Entries from a point annotation set:

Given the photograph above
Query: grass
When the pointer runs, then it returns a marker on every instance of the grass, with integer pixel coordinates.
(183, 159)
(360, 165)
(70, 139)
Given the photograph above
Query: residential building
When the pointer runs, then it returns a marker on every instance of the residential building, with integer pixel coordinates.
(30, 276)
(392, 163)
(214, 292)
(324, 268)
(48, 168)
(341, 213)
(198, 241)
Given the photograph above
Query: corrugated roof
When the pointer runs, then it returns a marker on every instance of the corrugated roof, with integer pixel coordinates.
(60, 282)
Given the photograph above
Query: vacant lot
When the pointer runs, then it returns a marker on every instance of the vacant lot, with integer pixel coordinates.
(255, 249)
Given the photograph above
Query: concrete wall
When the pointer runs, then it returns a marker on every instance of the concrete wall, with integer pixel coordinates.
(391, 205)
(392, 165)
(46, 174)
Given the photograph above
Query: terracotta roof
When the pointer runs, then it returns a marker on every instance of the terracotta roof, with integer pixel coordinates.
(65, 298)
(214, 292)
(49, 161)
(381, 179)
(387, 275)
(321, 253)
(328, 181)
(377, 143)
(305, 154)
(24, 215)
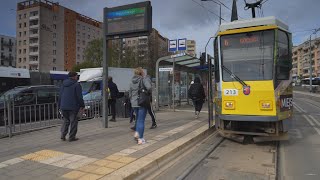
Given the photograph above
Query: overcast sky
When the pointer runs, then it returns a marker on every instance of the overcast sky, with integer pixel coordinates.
(185, 18)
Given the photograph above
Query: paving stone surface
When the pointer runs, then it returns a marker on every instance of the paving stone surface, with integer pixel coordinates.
(99, 151)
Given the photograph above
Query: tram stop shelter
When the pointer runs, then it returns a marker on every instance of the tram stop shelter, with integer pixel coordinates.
(174, 75)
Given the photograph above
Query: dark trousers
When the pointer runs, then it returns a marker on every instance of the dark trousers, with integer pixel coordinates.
(198, 105)
(112, 106)
(151, 112)
(69, 119)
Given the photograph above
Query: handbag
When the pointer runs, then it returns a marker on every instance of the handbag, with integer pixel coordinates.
(143, 95)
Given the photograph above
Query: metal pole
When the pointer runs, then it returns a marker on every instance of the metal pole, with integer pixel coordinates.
(173, 84)
(105, 121)
(210, 103)
(310, 71)
(220, 14)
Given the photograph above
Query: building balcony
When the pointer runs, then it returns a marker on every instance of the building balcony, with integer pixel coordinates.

> **Written exercise**: Identify every line in the data above that contains the string "metal", treating uppercase and lowercase letters as different, and copy each of those lines.

> **Result of the task**:
Query: metal pole
When the pointer runs, then it returns a marker on every instance of the metal pole, with integer pixel coordinates.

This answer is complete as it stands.